→ CONSIGNE 1: Mets toutes les lignes de la liste en tableau Markdown à deux colonnes, « N° » et « Ligne ». Saute les lignes vides et laisse les images de côté.

→ TEXTE:
....................
C’est souvent ce qui nous oppose avec CEL : la mixité, la non-mixité... Je partage complètement la réflexion qu’on se fait qu’ils occupent la place et je pense qu’il faut qu’on l’occupe face à eux, absolument, en permanence. Je sais pas si on y arrivera, mais en tous les cas, il faut pas leur laisser la place et il faut agir tout le temps...
Les Franches Plombières, c’est 97, la montée du FN et moi en plus, je travaillais à Vitrolles donc j’avais Mme Mégret comme maire, donc j’étais complètement obsédée par ça. Je crois que c’est Elizabeth qui connaissait Laure. Et puis on s’est rencontrées, on s’est vues plusieurs fois chez Christine, puis chez vous (Sylvie et Patricia). C’est Laure et Patricia qui faisaient les visuels. Nous on fait les petites mains, on affichait... On décidait ensemble mais on partait afficher... On avait toujours peur des flics, etc... Entre temps, on insultait quelques mecs qui pissaient dans la rue, on les poursuivait en disant: ho, espèce de cochon, etc... C’était très drôle ! On a fait ça un moment quand même... il y avait une affiche qui avait fait grand débat ici : c’était le FN, ça ravage où on avait utilisé la photo de Brigitte Bardot. Parce qu’il fallait pas toucher à Brigitte Bardot. Mais nous on trouvait intéressant de toucher à Brigitte Bardot. Et également parce qu’on faisait de l’âgisme...
....................
[Enregistrements tirés d'un jeu de données]
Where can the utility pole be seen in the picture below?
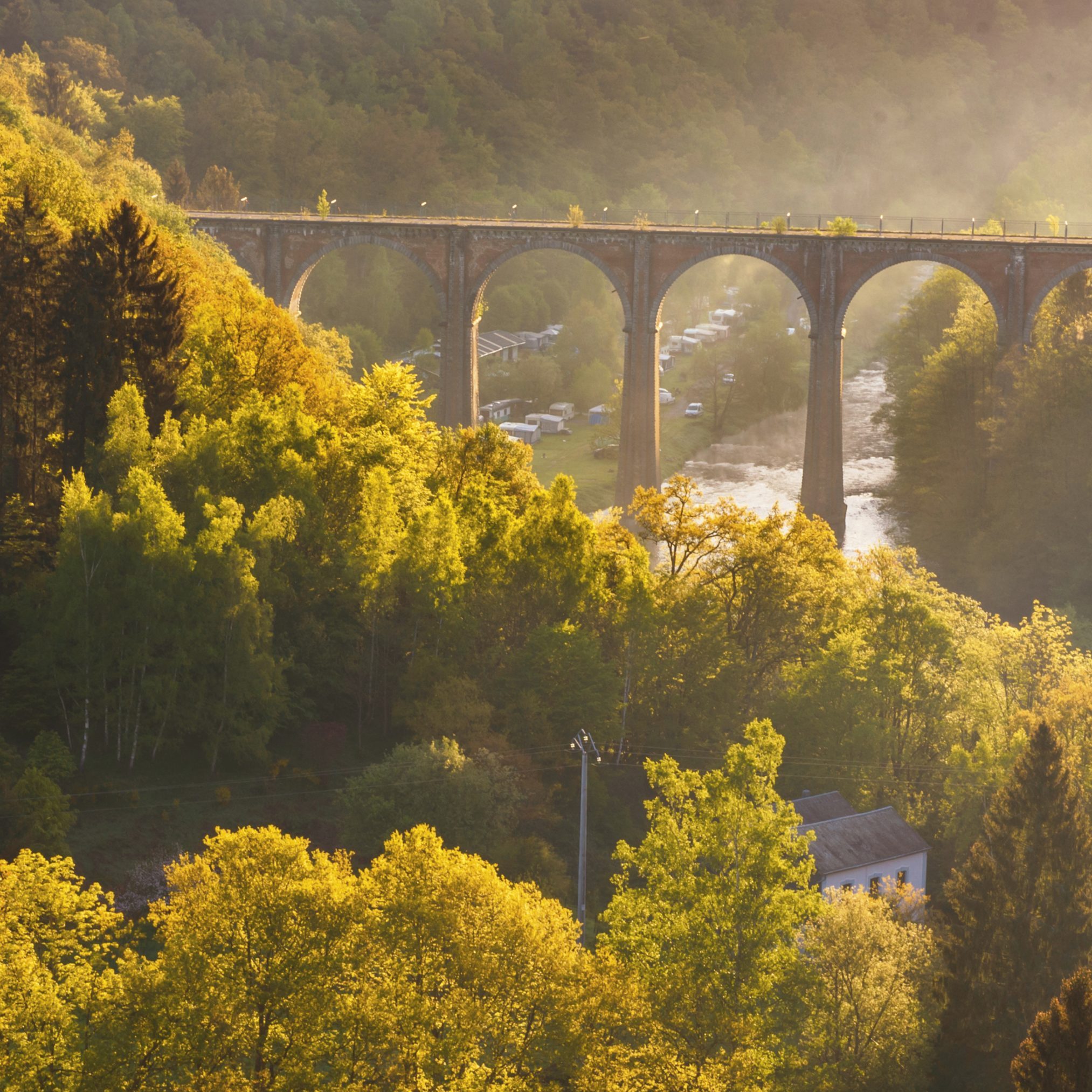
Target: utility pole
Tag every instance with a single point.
(584, 744)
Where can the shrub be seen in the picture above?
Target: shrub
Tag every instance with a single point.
(842, 225)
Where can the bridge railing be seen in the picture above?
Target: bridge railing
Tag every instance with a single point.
(733, 220)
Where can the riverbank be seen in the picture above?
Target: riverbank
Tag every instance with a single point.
(682, 439)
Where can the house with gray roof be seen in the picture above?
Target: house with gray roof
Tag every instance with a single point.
(861, 849)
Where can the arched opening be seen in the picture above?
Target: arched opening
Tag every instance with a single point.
(924, 378)
(386, 303)
(1073, 277)
(735, 339)
(551, 347)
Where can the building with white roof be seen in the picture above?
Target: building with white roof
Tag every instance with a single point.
(861, 849)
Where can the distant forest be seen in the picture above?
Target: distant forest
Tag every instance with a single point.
(953, 107)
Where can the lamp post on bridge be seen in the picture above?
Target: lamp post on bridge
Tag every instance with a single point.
(585, 745)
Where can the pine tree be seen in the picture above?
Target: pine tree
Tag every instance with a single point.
(176, 183)
(1058, 1054)
(1021, 907)
(122, 321)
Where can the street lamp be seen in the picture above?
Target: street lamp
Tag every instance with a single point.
(585, 745)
....................
→ CONSIGNE 2: Reprends le témoignage sur le collage d'affiches contre le FN et poursuis-le après sa dernière phrase.

→ RÉPONSE ATTENDUE 1:
| N° | Ligne |
|---|---|
| 1 | Where can the utility pole be seen in the picture below? |
| 2 | Target: utility pole |
| 3 | Tag every instance with a single point. |
| 4 | (584, 744) |
| 5 | Where can the shrub be seen in the picture above? |
| 6 | Target: shrub |
| 7 | Tag every instance with a single point. |
| 8 | (842, 225) |
| 9 | Where can the bridge railing be seen in the picture above? |
| 10 | Target: bridge railing |
| 11 | Tag every instance with a single point. |
| 12 | (733, 220) |
| 13 | Where can the riverbank be seen in the picture above? |
| 14 | Target: riverbank |
| 15 | Tag every instance with a single point. |
| 16 | (682, 439) |
| 17 | Where can the house with gray roof be seen in the picture above? |
| 18 | Target: house with gray roof |
| 19 | Tag every instance with a single point. |
| 20 | (861, 849) |
| 21 | Where can the arched opening be seen in the picture above? |
| 22 | Target: arched opening |
| 23 | Tag every instance with a single point. |
| 24 | (924, 378) |
| 25 | (386, 303) |
| 26 | (1073, 277) |
| 27 | (735, 339) |
| 28 | (551, 347) |
| 29 | Where can the building with white roof be seen in the picture above? |
| 30 | Target: building with white roof |
| 31 | Tag every instance with a single point. |
| 32 | (861, 849) |
| 33 | Where can the distant forest be seen in the picture above? |
| 34 | Target: distant forest |
| 35 | Tag every instance with a single point. |
| 36 | (953, 107) |
| 37 | Where can the lamp post on bridge be seen in the picture above? |
| 38 | Target: lamp post on bridge |
| 39 | Tag every instance with a single point. |
| 40 | (585, 745) |
| 41 | Where can the pine tree be seen in the picture above? |
| 42 | Target: pine tree |
| 43 | Tag every instance with a single point. |
| 44 | (176, 183) |
| 45 | (1058, 1054) |
| 46 | (1021, 907) |
| 47 | (122, 321) |
| 48 | Where can the street lamp be seen in the picture above? |
| 49 | Target: street lamp |
| 50 | Tag every instance with a single point. |
| 51 | (585, 745) |

→ RÉPONSE ATTENDUE 2:
Je sais plus qui j’ai rencontré il n’y a pas longtemps qui m’a demandé : tu sais qui c’était ? Et effectivement là, pour remettre les affiches aux 3 G, j’ai demandé à Patricia si on pouvait les utiliser et je lui ai demandé tout à l’heure, si on pouvait parler des Franches Plombières, si on pouvait mettre sur le tapis ce moment vraiment intéressant, vraiment super ! On avait affiché là devant les 3 G et sur le cours Julien.
Ici, il y a eu une soirée qui s’appelait les Vieilles Pies où on s’est toutes retrouvées : c’était génial, c’était vraiment bien... organisée par Agnès.
Nous, ce qu’on souhaite aux 3 G, c’est que ça redeviennent un lieu de toutes les rencontres, avec le plus de débats possibles, militant au sens large pas uniquement militance homosexuelle... On peut être à droite mais comme je dis souvent aux copines : tu peux être à droite mais ici tu fermes ta gueule... (rire).
Remettre bien le lieu à gauche parce que je pense qu’on est dans une situation difficile de crise grave et qu’il faut rester extrêmement vigilantes et surtout très réveillées car sinon, il sera trop tard. Et je pense que ça doit venir de nous les femmes...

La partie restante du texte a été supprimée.